> [Written exercise]
Reproduce the records below verbatim, starting at the line containing "Could you spot the dark" and continuing through the end of the records. Omit the pictures from your answer.

[Excerpts of pointing data]
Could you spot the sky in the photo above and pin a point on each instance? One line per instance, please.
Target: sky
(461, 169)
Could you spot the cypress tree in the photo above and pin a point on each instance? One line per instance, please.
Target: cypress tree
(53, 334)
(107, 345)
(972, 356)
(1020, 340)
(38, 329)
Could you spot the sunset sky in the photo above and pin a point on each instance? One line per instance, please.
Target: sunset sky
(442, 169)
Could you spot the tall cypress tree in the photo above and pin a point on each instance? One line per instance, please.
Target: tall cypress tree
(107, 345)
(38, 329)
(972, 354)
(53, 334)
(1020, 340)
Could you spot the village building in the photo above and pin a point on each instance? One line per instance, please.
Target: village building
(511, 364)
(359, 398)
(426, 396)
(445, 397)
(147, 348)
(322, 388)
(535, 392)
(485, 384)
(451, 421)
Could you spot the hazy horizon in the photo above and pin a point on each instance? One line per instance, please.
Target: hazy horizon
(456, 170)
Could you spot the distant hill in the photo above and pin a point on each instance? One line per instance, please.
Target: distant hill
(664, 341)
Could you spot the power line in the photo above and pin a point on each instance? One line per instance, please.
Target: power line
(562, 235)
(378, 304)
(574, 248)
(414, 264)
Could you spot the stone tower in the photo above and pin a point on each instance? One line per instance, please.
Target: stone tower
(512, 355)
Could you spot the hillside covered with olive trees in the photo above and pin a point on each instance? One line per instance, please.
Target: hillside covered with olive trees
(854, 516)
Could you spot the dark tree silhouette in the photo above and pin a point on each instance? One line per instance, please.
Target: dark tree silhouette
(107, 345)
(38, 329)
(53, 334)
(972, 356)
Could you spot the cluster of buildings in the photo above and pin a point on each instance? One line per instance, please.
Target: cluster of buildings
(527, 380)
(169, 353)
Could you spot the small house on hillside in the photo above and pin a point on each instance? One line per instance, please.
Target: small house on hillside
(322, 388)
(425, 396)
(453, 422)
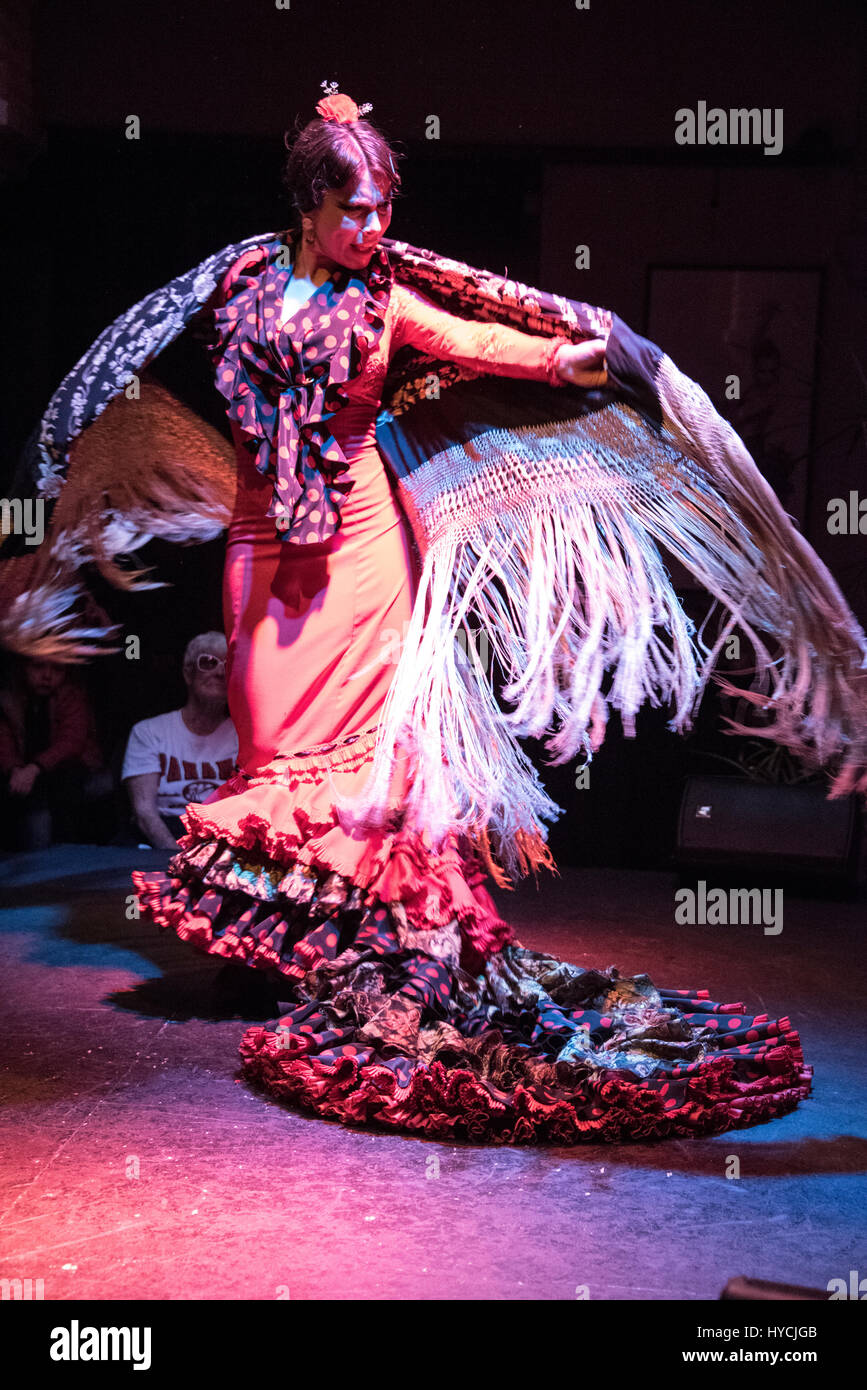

> [Reply to the exercise]
Could you spot the dark tree silhouette in the photo above and pin a point on each instance? One line per instance, please.
Target: dark tree silhouette
(107, 345)
(38, 329)
(53, 334)
(972, 356)
Could you spot the cluster of buildings in the photo above and pin a point on each instance? One line per instance, please.
Target: cluster of buildings
(527, 380)
(169, 353)
Could you spot the small house on hillside in the photo above and pin a point on each instance? One line per instance, please.
Target: small house on hillside
(322, 388)
(425, 396)
(453, 422)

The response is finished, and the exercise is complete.